*Task prompt*:
Swap each "rough mask" in the rows below for "coarse mask", then write out all the rows again with nothing else altered.

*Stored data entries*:
╭──
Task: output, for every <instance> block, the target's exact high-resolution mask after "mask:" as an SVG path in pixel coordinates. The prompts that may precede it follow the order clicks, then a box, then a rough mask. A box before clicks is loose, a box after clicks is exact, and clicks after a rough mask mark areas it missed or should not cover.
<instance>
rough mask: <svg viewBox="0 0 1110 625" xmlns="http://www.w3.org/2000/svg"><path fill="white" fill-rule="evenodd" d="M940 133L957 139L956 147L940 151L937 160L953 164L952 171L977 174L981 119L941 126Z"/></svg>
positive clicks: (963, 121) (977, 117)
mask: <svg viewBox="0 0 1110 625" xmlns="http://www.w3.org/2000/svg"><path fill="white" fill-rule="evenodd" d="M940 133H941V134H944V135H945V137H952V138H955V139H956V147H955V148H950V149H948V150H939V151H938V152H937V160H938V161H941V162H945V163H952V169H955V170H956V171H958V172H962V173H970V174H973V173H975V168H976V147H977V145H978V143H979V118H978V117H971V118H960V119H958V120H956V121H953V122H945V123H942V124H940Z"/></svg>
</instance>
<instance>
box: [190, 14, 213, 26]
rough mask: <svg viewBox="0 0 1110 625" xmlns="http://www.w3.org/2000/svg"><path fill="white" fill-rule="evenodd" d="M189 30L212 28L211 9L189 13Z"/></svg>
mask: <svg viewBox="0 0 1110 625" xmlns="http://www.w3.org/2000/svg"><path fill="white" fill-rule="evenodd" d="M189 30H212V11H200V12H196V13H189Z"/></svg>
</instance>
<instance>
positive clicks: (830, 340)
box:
╰──
*Exercise answer*:
Task: output, for every <instance> block, the target's exact high-resolution mask after "mask:" as an SVG path in pixel coordinates. The prompts that may precede it follow the order clicks, then a box, then a coarse mask. A box before clicks is loose, a box after clicks is exact, and clicks after a coarse mask mark areas it missed or should not cover.
<instance>
coarse mask: <svg viewBox="0 0 1110 625" xmlns="http://www.w3.org/2000/svg"><path fill="white" fill-rule="evenodd" d="M940 133L957 139L956 147L940 151L937 160L953 164L952 171L977 174L981 119L941 126Z"/></svg>
positive clicks: (963, 121) (977, 117)
mask: <svg viewBox="0 0 1110 625" xmlns="http://www.w3.org/2000/svg"><path fill="white" fill-rule="evenodd" d="M940 133H941V134H944V135H945V137H952V138H955V139H956V147H955V148H950V149H948V150H939V151H938V152H937V160H938V161H941V162H945V163H952V169H955V170H956V171H958V172H962V173H970V174H973V173H975V168H976V147H977V145H978V143H979V118H978V117H971V118H960V119H958V120H956V121H953V122H945V123H942V124H940Z"/></svg>
</instance>
<instance>
box: [190, 14, 213, 26]
coarse mask: <svg viewBox="0 0 1110 625" xmlns="http://www.w3.org/2000/svg"><path fill="white" fill-rule="evenodd" d="M189 30L212 28L211 9L189 13Z"/></svg>
mask: <svg viewBox="0 0 1110 625" xmlns="http://www.w3.org/2000/svg"><path fill="white" fill-rule="evenodd" d="M189 30H212V11H200V12H196V13H189Z"/></svg>
</instance>
<instance>
positive clicks: (830, 340)
box:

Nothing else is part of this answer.